(Records drawn from a dataset)
****************
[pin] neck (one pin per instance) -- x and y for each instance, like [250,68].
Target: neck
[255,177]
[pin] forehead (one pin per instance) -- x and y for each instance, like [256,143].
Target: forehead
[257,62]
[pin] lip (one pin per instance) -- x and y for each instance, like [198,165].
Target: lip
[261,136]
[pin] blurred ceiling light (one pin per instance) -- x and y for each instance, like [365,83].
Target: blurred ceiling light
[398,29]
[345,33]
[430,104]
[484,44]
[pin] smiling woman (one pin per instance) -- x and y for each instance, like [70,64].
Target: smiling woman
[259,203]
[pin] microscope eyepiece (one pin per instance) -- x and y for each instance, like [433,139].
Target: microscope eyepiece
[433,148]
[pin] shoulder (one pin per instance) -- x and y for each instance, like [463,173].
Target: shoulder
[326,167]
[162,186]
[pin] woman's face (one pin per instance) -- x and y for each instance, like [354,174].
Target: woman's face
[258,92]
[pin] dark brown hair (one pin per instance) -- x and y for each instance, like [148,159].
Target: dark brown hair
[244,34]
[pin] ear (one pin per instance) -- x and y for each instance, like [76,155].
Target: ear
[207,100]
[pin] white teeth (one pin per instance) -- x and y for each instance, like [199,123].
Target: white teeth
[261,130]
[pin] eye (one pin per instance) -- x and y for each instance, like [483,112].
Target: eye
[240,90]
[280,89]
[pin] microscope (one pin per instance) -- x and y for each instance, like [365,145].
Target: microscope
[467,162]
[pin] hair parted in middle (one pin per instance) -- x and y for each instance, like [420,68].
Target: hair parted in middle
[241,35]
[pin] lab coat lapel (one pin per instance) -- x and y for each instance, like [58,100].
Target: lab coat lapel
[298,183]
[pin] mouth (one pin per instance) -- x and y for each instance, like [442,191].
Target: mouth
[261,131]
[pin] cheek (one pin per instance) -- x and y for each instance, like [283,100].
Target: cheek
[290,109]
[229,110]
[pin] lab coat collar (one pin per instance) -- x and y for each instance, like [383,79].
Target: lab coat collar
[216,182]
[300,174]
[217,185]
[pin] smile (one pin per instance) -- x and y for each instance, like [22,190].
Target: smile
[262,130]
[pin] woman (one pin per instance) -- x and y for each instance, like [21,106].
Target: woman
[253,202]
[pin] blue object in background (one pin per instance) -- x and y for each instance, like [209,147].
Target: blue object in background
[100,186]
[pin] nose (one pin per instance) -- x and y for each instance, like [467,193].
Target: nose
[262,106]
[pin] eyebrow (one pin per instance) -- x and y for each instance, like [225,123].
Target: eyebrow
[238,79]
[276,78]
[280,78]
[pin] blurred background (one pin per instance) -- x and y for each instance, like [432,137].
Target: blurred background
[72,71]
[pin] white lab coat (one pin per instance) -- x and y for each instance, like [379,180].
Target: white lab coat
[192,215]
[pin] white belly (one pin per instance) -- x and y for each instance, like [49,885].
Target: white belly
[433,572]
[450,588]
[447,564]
****************
What you have to do: The answer consists of every entry, returned exactly.

Your response:
[pin] neck (one pin per instance) -- x and y for each instance, like [250,68].
Target: neck
[255,177]
[pin] forehead (one pin per instance) -- x and y for each instance, like [256,143].
Target: forehead
[257,62]
[pin] lip (one pin per instance) -- x and y for each instance, like [198,165].
Target: lip
[261,136]
[pin] blurred ceiling light (one pin per instance) -- x and y for each instance, like [365,83].
Target: blurred ceiling light
[398,29]
[345,33]
[430,104]
[484,44]
[pin] smiling woman (one pin per instance) -- x and y for each instance, like [70,64].
Target: smiling woman
[259,203]
[pin] microscope eyepiece (one pin per instance) -- x and y for each instance, like [433,139].
Target: microscope eyepiece
[433,148]
[pin] shoulder (one pin per instance) -- x and y for each instance, like [463,173].
Target: shoulder
[326,167]
[162,186]
[pin] woman's face (one pin per instance) -- x and y for each instance, like [354,174].
Target: woman's face
[258,92]
[pin] dark brown hair (one pin per instance) -- x and y for each instance, like [148,159].
Target: dark brown hair
[244,34]
[pin] ear (one pin per instance) -- x and y for each instance, like [76,155].
Target: ear
[207,100]
[pin] white teeth (one pin per instance) -- x and y for each instance, like [199,123].
Target: white teeth
[261,130]
[pin] eye (one pin per instance) -- x and y for each instance, like [483,112].
Target: eye
[240,90]
[280,89]
[pin] microscope (one pin per instance) -- x and y for each instance, like [365,145].
Target: microscope
[467,162]
[pin] hair parted in middle (one pin per instance) -- x and y for each instance, like [420,68].
Target: hair parted in middle
[241,35]
[pin] lab coat lapel (one pin per instance) -- x and y for each instance, like [58,100].
Target: lab coat lapel
[298,183]
[pin] mouth (one pin per instance) -- x and y for each instance, like [442,191].
Target: mouth
[261,131]
[pin] cheek (one pin per instance) -- x and y for each instance, like [283,100].
Target: cheek
[290,109]
[229,110]
[pin] lab coat collar (one pin per instance) -- x and y for each instance, like [383,79].
Target: lab coat collar
[216,182]
[300,174]
[217,185]
[pin] smile (one pin per instance) -- x and y for each instance, like [22,190].
Target: smile
[262,130]
[pin] woman (one pin per instance) -- x and y for each instance, like [21,106].
Target: woman
[253,202]
[pin] blue object in background (one pin per instance) -- x and y for each instance, like [209,147].
Target: blue object in background
[100,186]
[pin] nose (one pin per instance) -- x and y for each instance, like [467,193].
Target: nose
[262,106]
[pin] eyebrow (one pin per instance) -- x and y for each instance, like [225,123].
Target: eyebrow
[238,79]
[276,78]
[280,78]
[pin] blurred background (one pin per instance) -- x and y for each instance, like [432,137].
Target: blurred background
[72,71]
[pin] white lab coat (one pin per instance) -- x and y for each instance, like [379,180].
Target: white lab coat
[192,215]
[pin] white belly (one pin per instance) -- x and y for each instance, like [49,885].
Target: white belly
[433,572]
[450,588]
[447,564]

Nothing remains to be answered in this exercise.